Opinión

Archie

De manera general, los progresos científicos y tecnológicos han permitido que la vida humana vaya mejorando progresivamente. Y su efecto positivo sería mayor si la riqueza mundial estuviera bien repartida, la hambruna fuera un recuerdo del pasado y las naciones dirimieran sus diferencias por la vía diplomática, dejando a un lado el campo de batalla. Claro está que los conflictos bélicos han generado mucha riqueza (sobre todo para la industria armamentística) y que algunos avances científicos se han desarrollado a partir de proyectos de origen militar (como la red de ordenadores Arpanet). Pero cada adelanto descubre un nuevo horizonte, incluso en el ámbito de la bioética.

### QUÉ ELABORAR
Transcribe íntegro el fragmento sobre el progreso científico y tecnológico, sin alterar ningún carácter. El material que aparece a continuación no es necesario.

[Elementos de datos]
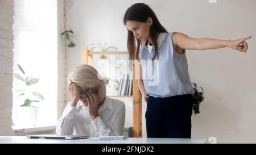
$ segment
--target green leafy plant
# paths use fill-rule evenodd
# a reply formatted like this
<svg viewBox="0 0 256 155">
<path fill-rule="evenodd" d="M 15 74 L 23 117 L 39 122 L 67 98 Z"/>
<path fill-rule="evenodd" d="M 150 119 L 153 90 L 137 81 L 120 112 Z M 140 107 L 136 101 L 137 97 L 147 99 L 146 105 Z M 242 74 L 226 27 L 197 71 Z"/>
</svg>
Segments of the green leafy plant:
<svg viewBox="0 0 256 155">
<path fill-rule="evenodd" d="M 28 99 L 28 95 L 30 94 L 36 97 L 41 100 L 44 100 L 44 97 L 36 91 L 30 91 L 28 90 L 28 87 L 30 86 L 37 83 L 39 81 L 39 79 L 38 78 L 33 78 L 31 76 L 27 76 L 22 66 L 19 64 L 18 64 L 18 66 L 20 72 L 22 73 L 22 75 L 20 76 L 19 74 L 14 73 L 13 76 L 15 78 L 23 82 L 23 83 L 24 84 L 24 88 L 14 89 L 13 91 L 20 93 L 19 95 L 17 97 L 17 98 L 22 96 L 26 96 L 26 99 L 24 100 L 24 103 L 23 104 L 21 105 L 21 106 L 30 107 L 31 106 L 32 102 L 40 102 L 40 101 L 39 100 L 31 100 Z"/>
<path fill-rule="evenodd" d="M 65 30 L 60 35 L 64 36 L 65 40 L 68 41 L 69 43 L 67 45 L 68 47 L 73 47 L 76 45 L 76 44 L 74 43 L 73 34 L 74 32 L 72 30 Z"/>
<path fill-rule="evenodd" d="M 89 45 L 89 47 L 92 47 L 90 48 L 90 50 L 93 51 L 94 48 L 98 48 L 100 50 L 101 50 L 102 52 L 107 52 L 109 51 L 110 50 L 113 50 L 113 51 L 117 51 L 117 48 L 115 47 L 114 46 L 107 46 L 108 44 L 107 43 L 105 43 L 104 45 L 102 45 L 101 42 L 99 41 L 97 41 L 97 43 L 93 43 Z M 100 58 L 101 59 L 106 59 L 108 57 L 106 57 L 104 55 L 102 55 L 100 56 Z"/>
<path fill-rule="evenodd" d="M 104 80 L 105 83 L 106 83 L 106 85 L 107 85 L 109 86 L 109 81 L 110 81 L 110 79 L 111 78 L 108 78 L 107 77 L 106 77 L 105 76 L 103 77 L 103 79 Z"/>
<path fill-rule="evenodd" d="M 200 113 L 199 111 L 200 105 L 204 99 L 204 90 L 201 87 L 197 87 L 195 83 L 192 83 L 193 88 L 195 90 L 195 93 L 192 94 L 192 110 L 195 115 Z"/>
</svg>

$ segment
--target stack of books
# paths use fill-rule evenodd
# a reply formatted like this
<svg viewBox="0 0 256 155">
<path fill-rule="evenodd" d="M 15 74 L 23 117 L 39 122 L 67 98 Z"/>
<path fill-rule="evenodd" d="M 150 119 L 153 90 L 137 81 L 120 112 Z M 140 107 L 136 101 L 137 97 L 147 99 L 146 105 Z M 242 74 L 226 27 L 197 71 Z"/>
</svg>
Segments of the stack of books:
<svg viewBox="0 0 256 155">
<path fill-rule="evenodd" d="M 132 95 L 132 76 L 129 74 L 123 74 L 119 82 L 118 95 Z"/>
</svg>

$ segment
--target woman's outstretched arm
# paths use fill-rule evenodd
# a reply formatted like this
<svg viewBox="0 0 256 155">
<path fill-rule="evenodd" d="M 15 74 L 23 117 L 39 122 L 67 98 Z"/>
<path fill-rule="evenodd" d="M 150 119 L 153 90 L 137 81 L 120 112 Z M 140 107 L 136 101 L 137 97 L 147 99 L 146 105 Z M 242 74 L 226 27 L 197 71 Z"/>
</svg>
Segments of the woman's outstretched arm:
<svg viewBox="0 0 256 155">
<path fill-rule="evenodd" d="M 172 35 L 175 48 L 190 50 L 205 50 L 229 47 L 242 52 L 246 52 L 248 49 L 248 45 L 245 40 L 251 37 L 251 36 L 244 37 L 232 40 L 209 38 L 196 39 L 180 32 L 175 32 Z"/>
</svg>

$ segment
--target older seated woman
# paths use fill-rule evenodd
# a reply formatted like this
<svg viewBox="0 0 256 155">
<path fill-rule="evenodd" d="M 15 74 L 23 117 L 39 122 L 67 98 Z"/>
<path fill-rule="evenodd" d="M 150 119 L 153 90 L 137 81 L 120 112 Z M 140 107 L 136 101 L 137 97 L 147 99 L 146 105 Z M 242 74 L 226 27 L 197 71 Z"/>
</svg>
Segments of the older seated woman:
<svg viewBox="0 0 256 155">
<path fill-rule="evenodd" d="M 122 135 L 123 102 L 106 96 L 106 85 L 92 66 L 81 65 L 69 74 L 70 100 L 59 118 L 57 135 Z"/>
</svg>

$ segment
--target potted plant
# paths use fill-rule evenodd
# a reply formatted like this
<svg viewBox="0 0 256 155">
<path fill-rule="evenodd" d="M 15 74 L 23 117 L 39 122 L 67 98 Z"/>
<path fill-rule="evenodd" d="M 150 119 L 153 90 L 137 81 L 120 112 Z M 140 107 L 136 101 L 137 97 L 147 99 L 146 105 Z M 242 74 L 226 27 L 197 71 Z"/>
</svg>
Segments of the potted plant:
<svg viewBox="0 0 256 155">
<path fill-rule="evenodd" d="M 117 51 L 117 48 L 115 47 L 114 46 L 107 46 L 107 43 L 105 43 L 104 45 L 102 45 L 101 42 L 99 41 L 97 41 L 97 43 L 93 43 L 89 45 L 89 47 L 93 46 L 91 47 L 90 50 L 93 51 L 94 48 L 98 48 L 100 50 L 101 50 L 102 52 L 107 52 L 109 51 L 110 50 L 113 50 L 113 51 Z M 105 60 L 108 58 L 105 55 L 102 55 L 100 56 L 100 58 L 101 59 Z"/>
<path fill-rule="evenodd" d="M 18 64 L 19 70 L 22 73 L 20 75 L 18 73 L 14 73 L 14 77 L 23 82 L 23 88 L 14 89 L 13 91 L 19 93 L 17 98 L 24 97 L 23 104 L 20 107 L 14 110 L 13 120 L 14 125 L 19 126 L 35 126 L 36 123 L 37 114 L 38 111 L 38 107 L 32 106 L 32 102 L 40 102 L 39 100 L 44 100 L 44 97 L 36 91 L 31 91 L 29 87 L 32 85 L 37 83 L 39 79 L 33 78 L 31 76 L 26 75 L 22 67 Z M 36 97 L 38 100 L 31 99 L 31 96 Z"/>
<path fill-rule="evenodd" d="M 64 37 L 65 40 L 68 41 L 67 46 L 68 47 L 73 47 L 76 45 L 73 34 L 74 34 L 74 32 L 72 30 L 65 30 L 61 33 L 61 35 Z"/>
<path fill-rule="evenodd" d="M 108 78 L 107 77 L 106 77 L 105 76 L 103 76 L 103 79 L 105 81 L 105 83 L 106 83 L 106 85 L 107 85 L 109 87 L 109 81 L 110 80 L 111 78 Z"/>
<path fill-rule="evenodd" d="M 197 87 L 195 83 L 192 83 L 193 88 L 195 90 L 194 94 L 192 94 L 192 111 L 195 115 L 200 113 L 199 111 L 200 105 L 204 99 L 204 90 L 201 87 Z"/>
</svg>

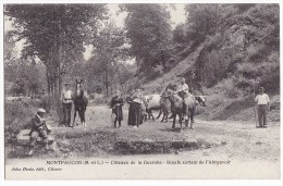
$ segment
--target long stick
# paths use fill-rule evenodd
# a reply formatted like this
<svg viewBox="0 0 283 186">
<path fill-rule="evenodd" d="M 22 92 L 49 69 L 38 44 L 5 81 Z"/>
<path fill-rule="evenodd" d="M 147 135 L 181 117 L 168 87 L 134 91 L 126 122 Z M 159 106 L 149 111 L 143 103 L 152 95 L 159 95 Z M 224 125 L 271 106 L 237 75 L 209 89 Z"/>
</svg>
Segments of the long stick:
<svg viewBox="0 0 283 186">
<path fill-rule="evenodd" d="M 254 101 L 255 101 L 255 99 L 256 99 L 256 85 L 255 85 L 256 83 L 255 83 L 255 80 L 254 80 Z M 257 119 L 257 103 L 255 103 L 255 107 L 254 107 L 254 109 L 255 109 L 255 122 L 256 122 L 256 128 L 258 127 L 258 119 Z"/>
</svg>

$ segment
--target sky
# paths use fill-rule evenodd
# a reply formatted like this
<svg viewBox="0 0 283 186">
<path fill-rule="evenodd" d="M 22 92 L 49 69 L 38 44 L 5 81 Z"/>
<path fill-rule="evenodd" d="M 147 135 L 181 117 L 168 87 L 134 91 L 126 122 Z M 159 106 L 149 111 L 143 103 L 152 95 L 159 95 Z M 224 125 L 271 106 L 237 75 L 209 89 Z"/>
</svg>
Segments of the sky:
<svg viewBox="0 0 283 186">
<path fill-rule="evenodd" d="M 185 11 L 184 7 L 185 4 L 174 4 L 175 9 L 173 10 L 172 8 L 169 10 L 171 14 L 171 22 L 172 22 L 172 28 L 174 28 L 177 24 L 184 23 L 185 22 Z M 124 20 L 127 15 L 126 12 L 119 13 L 119 4 L 108 4 L 107 5 L 109 9 L 110 13 L 110 18 L 114 21 L 116 26 L 119 27 L 124 27 Z M 10 21 L 5 20 L 4 21 L 4 32 L 13 29 L 12 24 Z M 17 50 L 17 55 L 21 55 L 21 50 L 23 48 L 24 40 L 21 40 L 16 44 L 16 50 Z M 88 60 L 90 58 L 93 48 L 89 46 L 86 46 L 86 51 L 84 53 L 85 60 Z"/>
</svg>

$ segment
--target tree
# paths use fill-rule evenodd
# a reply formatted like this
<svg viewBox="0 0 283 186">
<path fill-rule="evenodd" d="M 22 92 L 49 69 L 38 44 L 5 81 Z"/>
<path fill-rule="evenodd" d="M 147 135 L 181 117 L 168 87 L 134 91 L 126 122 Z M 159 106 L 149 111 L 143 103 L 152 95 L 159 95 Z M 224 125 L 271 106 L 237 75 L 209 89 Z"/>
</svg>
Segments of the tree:
<svg viewBox="0 0 283 186">
<path fill-rule="evenodd" d="M 216 34 L 221 17 L 219 9 L 219 4 L 187 4 L 185 12 L 189 28 L 188 38 L 197 40 Z"/>
<path fill-rule="evenodd" d="M 111 85 L 121 85 L 120 61 L 126 59 L 125 44 L 125 32 L 115 27 L 111 21 L 104 24 L 93 41 L 94 57 L 89 60 L 89 63 L 93 63 L 90 71 L 102 79 L 107 96 Z"/>
<path fill-rule="evenodd" d="M 48 92 L 59 96 L 66 67 L 78 62 L 84 41 L 93 38 L 104 4 L 8 4 L 4 14 L 13 17 L 19 40 L 25 38 L 23 58 L 38 58 L 47 66 Z"/>
<path fill-rule="evenodd" d="M 130 55 L 135 57 L 139 70 L 161 63 L 172 36 L 170 14 L 162 4 L 123 4 L 128 14 L 125 20 L 126 36 L 131 40 Z M 142 61 L 144 63 L 142 64 Z"/>
<path fill-rule="evenodd" d="M 9 65 L 13 63 L 16 59 L 16 53 L 15 53 L 15 42 L 16 39 L 14 37 L 14 32 L 9 30 L 4 33 L 4 64 Z"/>
</svg>

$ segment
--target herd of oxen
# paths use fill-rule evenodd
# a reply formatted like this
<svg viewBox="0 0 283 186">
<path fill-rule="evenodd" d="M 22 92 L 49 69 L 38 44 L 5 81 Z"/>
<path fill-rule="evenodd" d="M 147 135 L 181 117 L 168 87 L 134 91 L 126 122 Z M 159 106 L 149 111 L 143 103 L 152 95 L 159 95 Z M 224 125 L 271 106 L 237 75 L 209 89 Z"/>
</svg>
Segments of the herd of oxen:
<svg viewBox="0 0 283 186">
<path fill-rule="evenodd" d="M 201 107 L 207 107 L 205 96 L 194 96 L 189 95 L 187 97 L 188 101 L 188 120 L 185 120 L 185 126 L 188 126 L 190 120 L 190 129 L 194 128 L 194 115 L 196 111 L 196 107 L 199 104 Z M 169 119 L 173 119 L 172 128 L 175 128 L 176 116 L 179 116 L 179 122 L 182 129 L 182 121 L 184 120 L 184 100 L 183 98 L 176 94 L 174 90 L 167 88 L 161 95 L 146 95 L 144 96 L 144 101 L 142 103 L 142 110 L 144 120 L 151 119 L 156 120 L 161 116 L 161 122 L 168 122 Z M 152 111 L 159 111 L 158 116 L 155 119 Z M 169 114 L 171 113 L 171 116 Z"/>
</svg>

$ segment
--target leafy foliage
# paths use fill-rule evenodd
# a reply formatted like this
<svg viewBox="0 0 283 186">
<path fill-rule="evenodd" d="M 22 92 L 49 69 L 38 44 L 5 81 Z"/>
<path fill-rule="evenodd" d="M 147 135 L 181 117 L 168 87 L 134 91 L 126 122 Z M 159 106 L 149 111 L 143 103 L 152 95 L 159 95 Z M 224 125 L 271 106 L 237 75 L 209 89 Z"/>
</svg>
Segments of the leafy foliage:
<svg viewBox="0 0 283 186">
<path fill-rule="evenodd" d="M 139 71 L 161 64 L 165 69 L 168 45 L 172 30 L 170 14 L 162 4 L 122 4 L 126 11 L 126 36 L 131 40 L 130 54 L 136 57 Z"/>
</svg>

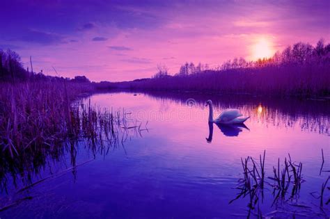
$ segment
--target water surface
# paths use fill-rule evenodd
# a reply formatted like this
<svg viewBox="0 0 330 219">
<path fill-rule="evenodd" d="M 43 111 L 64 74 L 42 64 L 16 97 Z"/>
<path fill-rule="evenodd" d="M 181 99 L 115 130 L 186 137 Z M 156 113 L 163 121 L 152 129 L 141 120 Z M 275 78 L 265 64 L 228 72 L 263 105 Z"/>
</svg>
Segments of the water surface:
<svg viewBox="0 0 330 219">
<path fill-rule="evenodd" d="M 320 175 L 321 149 L 323 170 L 330 170 L 329 102 L 191 92 L 113 92 L 90 99 L 100 108 L 124 108 L 131 124 L 141 124 L 143 131 L 132 131 L 109 150 L 79 143 L 73 156 L 68 149 L 47 157 L 30 184 L 77 166 L 24 193 L 17 193 L 29 184 L 21 181 L 24 176 L 17 177 L 15 186 L 8 175 L 3 202 L 31 198 L 0 212 L 1 218 L 246 218 L 248 197 L 228 204 L 242 177 L 240 159 L 258 159 L 264 150 L 267 176 L 272 177 L 278 159 L 283 161 L 290 153 L 293 161 L 303 163 L 304 181 L 297 195 L 288 194 L 273 205 L 272 188 L 266 186 L 258 203 L 262 215 L 276 211 L 278 216 L 296 212 L 297 218 L 322 218 L 329 214 L 329 205 L 321 212 L 315 197 L 329 175 Z M 251 118 L 245 127 L 210 125 L 204 106 L 209 99 L 214 115 L 237 108 Z M 79 165 L 86 161 L 91 161 Z M 329 197 L 326 190 L 324 200 Z"/>
</svg>

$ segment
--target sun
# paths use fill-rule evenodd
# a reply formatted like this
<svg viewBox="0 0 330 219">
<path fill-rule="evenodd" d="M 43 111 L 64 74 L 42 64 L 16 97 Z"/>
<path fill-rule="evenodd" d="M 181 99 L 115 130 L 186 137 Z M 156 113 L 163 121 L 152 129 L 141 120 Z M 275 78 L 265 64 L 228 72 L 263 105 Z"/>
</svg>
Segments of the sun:
<svg viewBox="0 0 330 219">
<path fill-rule="evenodd" d="M 274 55 L 273 45 L 270 40 L 260 38 L 252 47 L 252 58 L 253 60 L 270 58 Z"/>
</svg>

### RESPUESTA ESCRITA
Opinión

Archie

De manera general, los progresos científicos y tecnológicos han permitido que la vida humana vaya mejorando progresivamente. Y su efecto positivo sería mayor si la riqueza mundial estuviera bien repartida, la hambruna fuera un recuerdo del pasado y las naciones dirimieran sus diferencias por la vía diplomática, dejando a un lado el campo de batalla. Claro está que los conflictos bélicos han generado mucha riqueza (sobre todo para la industria armamentística) y que algunos avances científicos se han desarrollado a partir de proyectos de origen militar (como la red de ordenadores Arpanet). Pero cada adelanto descubre un nuevo horizonte, incluso en el ámbito de la bioética.